» **Bloc de texte**
# # # #

En résumé, sur ce premier point, l'autorité publique ne saurait intervenir pour faire évacuer une église occupée sans que son intervention ait été sollicitée par le curé affectataire. À moins que l'ordre public entendu au sens le plus strict, qui inclut exclusivement la sécurité, la tranquillité et la salubrité publiques, ne soit menacé.

Or, on ne peut prétendre que l'occupation pacifique d'une église, surtout si elle a lieu avec l'assentiment du curé affectataire, constitue une menace pour l'ordre public suffisamment caractérisée pour autoriser l'autorité publique à intervenir au nom de ses pouvoirs de police. Elle ne porte par elle-même atteinte ni à la sécurité, ni à la tranquillité publiques.

À supposer même — ce qui n'a pas été le cas — que des manifestations extérieures à l'église et liées à l'occupation auraient troublé l'ordre public, cela n'aurait pas justifié une intervention à l'intérieur de l'église. Tout au plus pourrait-on imaginer l'hypothèse où la dégradation des conditions d'hygiène à l'intérieur de l'église atteindrait un point tel qu'elle représenterait aux yeux de l'autorité de police une menace pour la salubrité publique justifiant qu'elle prenne des mesures pour parer à cette menace.

Mais même dans le cas où l'autorité publique est habilitée à agir, soit parce qu'elle y a été invitée par l'autorité ecclésiastique, soit parce que l'ordre public est immédiatement menacé, elle ne peut en principe utiliser la force.

L'autorité publique peut-elle
faire évacuer une église par la force ?

La réponse, là encore, est en principe négative, par simple application des règles générales qui régissent le recours à la force par l'administration.

L'administration dispose du privilège de la décision exécutoire : c'est-à-dire qu'elle peut imposer aux administrés des obligations, leur adresser des ordres auxquels ils sont tenus d'obéir. Ainsi, elle avait la possibilité, si les conditions de son intervention étaient remplies (soit parce qu'elle aurait été saisie d'une demande en ce sens, soit parce que l'ordre public était immédiatement menacé), d'ordonner aux occupants d'évacuer l'église.

Mais en cas de résistance des intéressés, si ceux-ci n'obéissent pas spontanément, l'administration n'a pas pour autant le droit de recourir à la force pour assurer l'exécution de ses décisions : elle doit s'adresser préalablement au juge, soit pour qu'il prononce une condamnation si les faits commis constituent une infraction pénalement réprimée (telle l'entrave à l'exercice du culte), soit pour qu'il l'autorise à utiliser la force publique.

Le recours à l'exécution forcée sans autorisation préalable du juge n'est possible que dans des hypothèses limitées. Les règles qui régissent cette exécution forcée ont été formulées dans l'arrêt du tribunal des conflits du 2 décembre 1902, Sté immobilière de Saint-Just. Le recours à la force est possible dans trois hypothèses :

  1. lorsqu'il est expressément autorisé par la loi (ainsi, la reconduite à la frontière ou l'expulsion d'un étranger peuvent être exécutées par la force depuis que l'ordonnance de 1945 a été modifiée en ce sens par la loi Bonnet de 1980 puis par les lois ultérieures ;

  2. lorsqu'il y a urgence ;

  3. lorsqu'il n'existe aucune voie de droit, notamment judiciaire, permettant de sanctionner le comportement de l'administré récalcitrant, de sorte que l'administration n'a pas d'autre choix que le recours à la force pour assurer l'effectivité de ses décisions.

# # # #

» **Consigne de travail**
Extrayez du texte sur l'évacuation des églises le passage qui commence aux mots « À supposer même » et s'arrête après « à cette menace. », sans y changer un mot.

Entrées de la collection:
# # # #

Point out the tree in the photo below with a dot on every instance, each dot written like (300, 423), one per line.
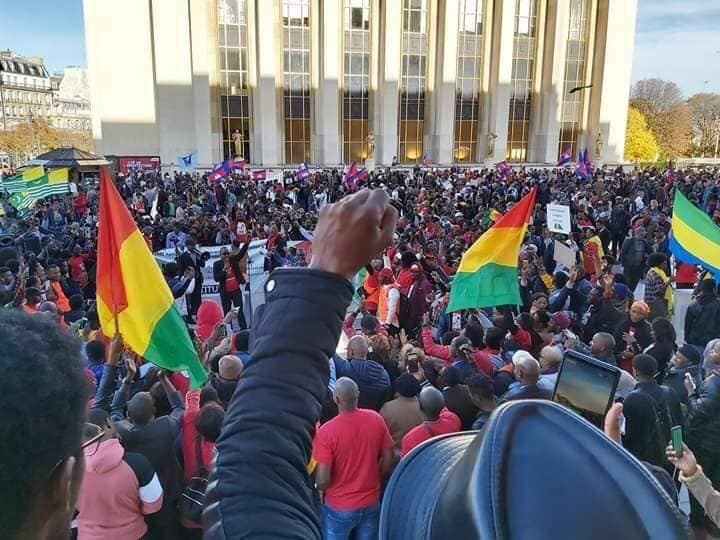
(666, 112)
(705, 123)
(27, 140)
(640, 143)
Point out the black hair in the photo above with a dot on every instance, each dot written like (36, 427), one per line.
(481, 386)
(664, 331)
(209, 421)
(208, 394)
(76, 301)
(447, 337)
(645, 364)
(95, 351)
(99, 417)
(44, 428)
(475, 333)
(451, 376)
(656, 259)
(560, 279)
(494, 337)
(171, 269)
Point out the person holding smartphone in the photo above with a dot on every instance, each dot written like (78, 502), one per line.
(699, 485)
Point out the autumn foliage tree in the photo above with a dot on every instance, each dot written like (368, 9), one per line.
(27, 140)
(666, 112)
(640, 143)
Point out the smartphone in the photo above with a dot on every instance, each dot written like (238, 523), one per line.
(676, 433)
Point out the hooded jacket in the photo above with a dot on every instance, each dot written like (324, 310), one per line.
(118, 489)
(702, 320)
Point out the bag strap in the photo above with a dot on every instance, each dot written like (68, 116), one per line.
(198, 455)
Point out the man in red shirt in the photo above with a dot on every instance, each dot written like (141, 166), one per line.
(354, 451)
(438, 420)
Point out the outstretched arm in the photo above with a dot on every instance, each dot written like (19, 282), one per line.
(260, 487)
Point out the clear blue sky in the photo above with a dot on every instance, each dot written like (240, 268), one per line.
(675, 39)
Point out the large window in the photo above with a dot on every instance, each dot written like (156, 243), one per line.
(413, 58)
(522, 80)
(356, 79)
(572, 107)
(234, 95)
(296, 79)
(469, 79)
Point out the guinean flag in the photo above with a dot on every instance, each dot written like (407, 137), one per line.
(131, 287)
(487, 275)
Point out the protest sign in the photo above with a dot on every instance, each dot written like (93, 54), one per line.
(558, 216)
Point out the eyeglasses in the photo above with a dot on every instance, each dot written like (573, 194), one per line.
(88, 448)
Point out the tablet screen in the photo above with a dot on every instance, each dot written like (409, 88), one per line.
(586, 386)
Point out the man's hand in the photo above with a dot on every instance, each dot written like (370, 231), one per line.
(351, 232)
(116, 349)
(612, 423)
(131, 369)
(686, 463)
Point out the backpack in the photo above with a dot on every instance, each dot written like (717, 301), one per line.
(192, 499)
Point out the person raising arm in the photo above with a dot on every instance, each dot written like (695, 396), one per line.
(260, 485)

# # # #

» **Résultat obtenu**
À supposer même — ce qui n'a pas été le cas — que des manifestations extérieures à l'église et liées à l'occupation auraient troublé l'ordre public, cela n'aurait pas justifié une intervention à l'intérieur de l'église. Tout au plus pourrait-on imaginer l'hypothèse où la dégradation des conditions d'hygiène à l'intérieur de l'église atteindrait un point tel qu'elle représenterait aux yeux de l'autorité de police une menace pour la salubrité publique justifiant qu'elle prenne des mesures pour parer à cette menace.